:: PROBLEM DESCRIPTION ::
Change every "Pins" in the rows below to "Marked points", keeping everything else in them the same. Omit the pictures from your version.

[Excerpts from point annotation data]

########

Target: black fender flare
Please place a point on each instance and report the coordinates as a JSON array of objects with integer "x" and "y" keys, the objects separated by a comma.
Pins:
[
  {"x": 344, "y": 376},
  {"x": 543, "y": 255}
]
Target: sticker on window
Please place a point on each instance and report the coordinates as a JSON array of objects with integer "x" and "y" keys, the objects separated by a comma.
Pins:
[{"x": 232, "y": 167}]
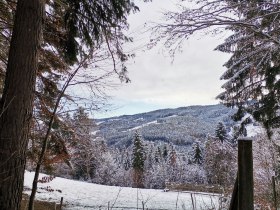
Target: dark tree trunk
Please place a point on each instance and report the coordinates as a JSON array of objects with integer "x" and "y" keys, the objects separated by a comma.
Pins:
[{"x": 17, "y": 101}]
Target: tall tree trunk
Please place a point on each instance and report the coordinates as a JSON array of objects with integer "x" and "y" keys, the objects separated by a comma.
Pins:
[{"x": 17, "y": 101}]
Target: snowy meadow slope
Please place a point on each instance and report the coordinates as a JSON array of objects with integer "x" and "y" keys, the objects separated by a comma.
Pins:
[
  {"x": 181, "y": 126},
  {"x": 82, "y": 195}
]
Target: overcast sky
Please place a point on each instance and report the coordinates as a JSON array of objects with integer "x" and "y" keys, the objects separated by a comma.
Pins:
[{"x": 157, "y": 82}]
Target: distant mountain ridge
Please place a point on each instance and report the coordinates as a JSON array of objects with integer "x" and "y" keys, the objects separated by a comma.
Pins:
[{"x": 181, "y": 126}]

########

:: TASK ANSWER ::
Target: black fender flare
Please place a point on each instance and report the coordinates as a JSON array of objects with integer "x" and "y" keys, the objects separated by a comma.
Marked points:
[
  {"x": 344, "y": 376},
  {"x": 543, "y": 255}
]
Target: sticker on window
Please place a point on each instance and report the coordinates as a JSON array of objects with integer "x" and "y" keys, the objects separated by a comma.
Marked points:
[{"x": 232, "y": 167}]
Target: dark tree trunk
Please place a point on each instance and report the coordinates as a JSON array of objects with integer "x" and "y" keys, the objects separated by a comma.
Marked points:
[{"x": 17, "y": 101}]
Target: tall tree trunk
Please place a point on each instance and report the coordinates as a JSON array of objects with integer "x" and "y" keys, the objects separated by a comma.
Marked points:
[{"x": 17, "y": 101}]
Target: snowy meadow slope
Please place a point on each instance and report the coordinates as a JSON array of objects with integer "x" and "y" keys, the objects separated by a comma.
Marked points:
[
  {"x": 181, "y": 126},
  {"x": 82, "y": 195}
]
Target: overcast sky
Please place a point on each instance and report the coordinates as a JSON array of objects with integer "x" and "y" keys, the objects separated by a comma.
Marked points:
[{"x": 157, "y": 82}]
Target: distant mountain ridge
Please place a point on each instance and report the coordinates as a JSON array of objects with integer "x" and "y" keys, the objects separated by a comma.
Marked points:
[{"x": 181, "y": 126}]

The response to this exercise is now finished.